One of the places the R8 LMS hasn't had a big impact, though, is here in North America. For 2012, Audi did finally homologate a version of the race car for Grand-Am, but it's a version that's significantly changed from the model that competes in the European GT3 series. The aerodynamics of the car are less aggressive to meet Grand-Am standards, the 5.2-litre V10 is detuned by around 75 horsepower, and driver aids like ABS and traction control have been removed.
With the R8's success in motorsports internationally, Audi has hinted that it is currently looking at expending the car's presence to other racing series stateside. One man, James Sofronas, isn't waiting around for the good folks at Ingolstadt to take action, though. He got his hands on a pair of GT3-spec R8 LMS race cars and is in the process of homologating them for a racing series here in North America. He recently invited us to take a closer look at the R8 LMS and learn more about the car's domestic racing future.
Related GalleryAudi R8 LMS
Standing in a large workshop surrounded by more than a dozen Porsche and Audi street and race cars, we asked Sofronas, the founder and majority owner of Global Motorsports Group, what exactly he does. He simply answers, "I kind of wear a lot of hats." It's an understatement, to say the least. Sofronas keeps busy with what are essentially three full time jobs, handling the day-to-day management and finances of the shop, which specializes in tuning high performance European cars, as well as racing full time in the SCCA Pirelli World Challenge and the American Le Mans Series. He also provides complete support for no less than 15 clients' race cars including maintenance, prep, setup, logistics and data acquisition.
Despite dividing his time between so endeavors, Sofronas has been successful both on and off track. The Global Motorsports Group, which started in a small 1,200-square-foot shop, is now in a 15,000-square-foot facility and has a steady stream of Porsches, Audis, Lamborghinis and Aston Martins flowing through it to get a variety of upgrades. As far as racing goes, consistency is the name of the game for Sofronas. In more than 130 World Challenge race starts, he has 23 podiums, 40 top five finishes and 82 top ten finishes. Sofronas hasn't yet been able to take home a driver's championship, but he's come close, finishing second in 2009 and third in 2010.
For the most part, Sofronas' success in World Challenge has been with Porsche and the 911 GT3 Cup, and he admits that it has been helpful having his shop located across the street from Porsche Motorsports North America. "We have a huge relationship with Porsche," he tells us. "We will never take that relationship for granted." Even so, Sofronas can see the appeal of the Audis. "Fabryce [his business partner] is actually a really big fan, and I'm slowly becoming a fan of Audis. I've owned several street car Audis and I absolutely love them." Many of GMG's clients are also fans of Audi, so when an R8 LMS race car came up for sale in Europe, Sofronas thought it was the perfect time to get involved. "We showed it to our client and he was extremely interested in it. We ended up negotiating with the team manager over at Phoenix Racing, and we bought the car." After another client expressed interest, a second R8 LMS was also purchased.

| Data lines |
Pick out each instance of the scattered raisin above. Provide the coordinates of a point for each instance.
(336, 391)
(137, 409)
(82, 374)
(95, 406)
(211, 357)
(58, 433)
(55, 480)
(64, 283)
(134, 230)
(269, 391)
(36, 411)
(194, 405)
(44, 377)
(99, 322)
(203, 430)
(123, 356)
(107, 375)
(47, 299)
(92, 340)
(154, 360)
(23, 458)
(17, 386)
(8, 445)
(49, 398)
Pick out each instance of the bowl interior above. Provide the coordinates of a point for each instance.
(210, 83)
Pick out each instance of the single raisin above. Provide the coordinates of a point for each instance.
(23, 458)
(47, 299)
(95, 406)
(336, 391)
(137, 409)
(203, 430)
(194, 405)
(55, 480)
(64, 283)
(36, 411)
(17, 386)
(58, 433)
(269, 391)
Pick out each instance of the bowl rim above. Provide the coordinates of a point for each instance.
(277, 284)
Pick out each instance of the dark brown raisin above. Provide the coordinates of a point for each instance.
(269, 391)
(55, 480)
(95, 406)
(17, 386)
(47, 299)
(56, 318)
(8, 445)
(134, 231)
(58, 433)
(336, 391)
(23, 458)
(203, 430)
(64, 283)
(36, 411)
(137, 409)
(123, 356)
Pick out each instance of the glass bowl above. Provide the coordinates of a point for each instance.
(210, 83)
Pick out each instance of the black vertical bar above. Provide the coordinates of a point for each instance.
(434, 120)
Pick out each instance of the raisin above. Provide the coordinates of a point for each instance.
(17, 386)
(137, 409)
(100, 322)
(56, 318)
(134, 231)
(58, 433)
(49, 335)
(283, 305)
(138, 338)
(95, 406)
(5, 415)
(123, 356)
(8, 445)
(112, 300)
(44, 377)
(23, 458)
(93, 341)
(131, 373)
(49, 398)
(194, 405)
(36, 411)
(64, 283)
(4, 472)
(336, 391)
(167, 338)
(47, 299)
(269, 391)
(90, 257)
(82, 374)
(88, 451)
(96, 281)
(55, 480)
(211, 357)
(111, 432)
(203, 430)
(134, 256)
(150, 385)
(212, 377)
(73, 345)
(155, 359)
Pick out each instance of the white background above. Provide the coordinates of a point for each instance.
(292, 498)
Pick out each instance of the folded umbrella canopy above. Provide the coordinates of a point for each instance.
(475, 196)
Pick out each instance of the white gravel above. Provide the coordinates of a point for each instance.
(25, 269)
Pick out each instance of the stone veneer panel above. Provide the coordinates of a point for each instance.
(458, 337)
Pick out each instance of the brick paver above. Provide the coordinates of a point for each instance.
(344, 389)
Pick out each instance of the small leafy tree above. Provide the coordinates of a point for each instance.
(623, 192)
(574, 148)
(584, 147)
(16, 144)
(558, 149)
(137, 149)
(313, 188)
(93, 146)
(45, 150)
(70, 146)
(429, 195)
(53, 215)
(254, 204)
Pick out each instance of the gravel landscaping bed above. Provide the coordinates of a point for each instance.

| Direction 1 |
Answer these questions from the Audi R8 LMS article:
(a) By roughly how much horsepower is the V10 detuned in the Grand-Am version?
(b) How large is the Global Motorsports Group's current facility?
(c) Where did Sofronas place in the World Challenge driver's championship in 2009?
| Direction 2 |
Translate this sentence from the Audi R8 LMS article into Spanish: "Sofronas hasn't yet been able to take home a driver's championship, but he's come close, finishing second in 2009 and third in 2010."
| Direction 3 |
In the Audi R8 LMS article, rename "workshop" as "garage" and give everything from "Related GalleryAudi R8" down to "and data acquisition." with that change.

| Complete response 1 |
(a) Around 75 horsepower.
(b) 15,000 square feet.
(c) Second.

| Complete response 2 |
Sofronas aún no ha logrado llevarse un campeonato de pilotos, pero ha estado cerca, terminando segundo en 2009 y tercero en 2010.

| Complete response 3 |
Related GalleryAudi R8 LMS
Standing in a large garage surrounded by more than a dozen Porsche and Audi street and race cars, we asked Sofronas, the founder and majority owner of Global Motorsports Group, what exactly he does. He simply answers, "I kind of wear a lot of hats." It's an understatement, to say the least. Sofronas keeps busy with what are essentially three full time jobs, handling the day-to-day management and finances of the shop, which specializes in tuning high performance European cars, as well as racing full time in the SCCA Pirelli World Challenge and the American Le Mans Series. He also provides complete support for no less than 15 clients' race cars including maintenance, prep, setup, logistics and data acquisition.